_RECORDS TO USE_

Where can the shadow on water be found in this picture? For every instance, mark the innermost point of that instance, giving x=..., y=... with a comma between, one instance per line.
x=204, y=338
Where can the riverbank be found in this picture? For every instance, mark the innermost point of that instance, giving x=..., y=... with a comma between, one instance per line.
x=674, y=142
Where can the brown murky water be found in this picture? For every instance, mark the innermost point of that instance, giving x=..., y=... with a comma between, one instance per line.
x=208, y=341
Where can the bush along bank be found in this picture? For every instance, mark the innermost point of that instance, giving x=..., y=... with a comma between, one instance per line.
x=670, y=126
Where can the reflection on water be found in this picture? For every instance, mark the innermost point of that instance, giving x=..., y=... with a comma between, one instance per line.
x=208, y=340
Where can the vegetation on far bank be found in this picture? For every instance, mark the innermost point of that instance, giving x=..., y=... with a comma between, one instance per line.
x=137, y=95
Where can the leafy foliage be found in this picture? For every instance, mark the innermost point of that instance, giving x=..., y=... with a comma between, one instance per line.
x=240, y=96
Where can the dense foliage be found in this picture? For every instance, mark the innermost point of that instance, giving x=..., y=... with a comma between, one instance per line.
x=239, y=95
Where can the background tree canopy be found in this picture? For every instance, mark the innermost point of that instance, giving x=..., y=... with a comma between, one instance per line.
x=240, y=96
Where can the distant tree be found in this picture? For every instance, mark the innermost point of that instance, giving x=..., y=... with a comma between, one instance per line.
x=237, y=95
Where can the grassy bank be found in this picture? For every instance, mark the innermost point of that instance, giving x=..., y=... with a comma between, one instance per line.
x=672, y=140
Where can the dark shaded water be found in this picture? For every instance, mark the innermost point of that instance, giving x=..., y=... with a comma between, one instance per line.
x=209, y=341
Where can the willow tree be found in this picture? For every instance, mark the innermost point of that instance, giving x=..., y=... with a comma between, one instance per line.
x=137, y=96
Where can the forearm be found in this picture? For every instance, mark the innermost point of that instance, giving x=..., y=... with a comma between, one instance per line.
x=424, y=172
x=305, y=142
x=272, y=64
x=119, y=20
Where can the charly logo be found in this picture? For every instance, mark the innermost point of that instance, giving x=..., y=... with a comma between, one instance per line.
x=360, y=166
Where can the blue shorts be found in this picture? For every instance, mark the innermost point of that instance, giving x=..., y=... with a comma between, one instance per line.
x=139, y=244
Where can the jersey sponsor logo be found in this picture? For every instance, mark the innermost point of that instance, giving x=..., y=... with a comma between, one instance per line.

_STATED TASK_
Only the lines from the one containing "Where can the distant" to the end of the records should be repeated, exactly as they appear.

_PROBLEM SOLUTION_
Where can the distant tree be found in this picture? For every instance, mark the innermost point of that instance, giving x=..., y=... with a comma between, one instance per line.
x=237, y=95
Where can the grassy bank be found in this picture? For every instance, mark the innermost point of that instance, giving x=..., y=... with a comma between, one instance per line.
x=672, y=140
Where can the dark shaded water be found in this picture? For every instance, mark the innermost point of that instance, giving x=..., y=... with a comma between, one instance per line.
x=209, y=341
Where can the willow tree be found in this picture? For every instance, mark the innermost point of that instance, giving x=..., y=... with a comma between, one instance per line.
x=137, y=96
Where can the forearm be found in this picture? For every instance, mark the innermost point of that instance, giving x=..., y=... with a comma between, one instance per line.
x=424, y=172
x=305, y=142
x=272, y=64
x=119, y=20
Where can the charly logo be found in this picture? For every instance, mark the innermost point of that instance, giving x=..., y=... with a comma between, one instance per line.
x=360, y=166
Where can the blue shorts be found in this picture? For every instance, mark the innermost point of that instance, giving x=..., y=... with a comma between, one instance per line.
x=139, y=244
Where can the jersey sponsor logo be found in this picture? For every instance, mark the innermost point of that instance, giving x=..., y=... with a comma between, one instance per line.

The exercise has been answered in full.